=== WHAT YOU NEED TO DO ===
Rewrite every line of the items below, leaving out the pictures, and add 124 to each bounding box coordinate in the responses.

=== EXTRACTED DATA ===
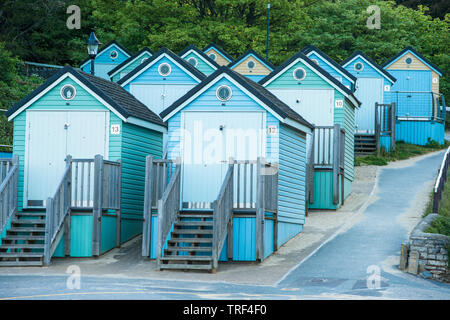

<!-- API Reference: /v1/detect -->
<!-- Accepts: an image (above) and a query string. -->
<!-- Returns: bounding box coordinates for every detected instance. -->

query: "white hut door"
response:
[355,78,383,133]
[182,112,263,209]
[24,111,108,207]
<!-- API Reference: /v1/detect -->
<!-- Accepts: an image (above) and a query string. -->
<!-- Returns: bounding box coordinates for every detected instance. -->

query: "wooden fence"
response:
[433,147,450,213]
[142,156,176,257]
[0,156,19,234]
[212,164,234,272]
[156,166,181,269]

=== FULL RESPONSE ===
<!-- API Reference: /v1/detect -->
<!-- Accepts: an image (above) and a query string. -->
<!-- Returns: bounding box coordinates for every detected instance. -->

query: "white hut door"
response:
[479,202,507,257]
[306,236,387,333]
[148,235,232,331]
<!-- API Reference: /v1/detect -->
<!-- Accepts: an image (above) and a query string. -->
<!-- Returns: bounding box coordinates for every detected instance. -->

query: "wooden fence"
response:
[557,271,574,337]
[266,280,300,381]
[124,280,143,358]
[336,288,358,396]
[280,290,305,393]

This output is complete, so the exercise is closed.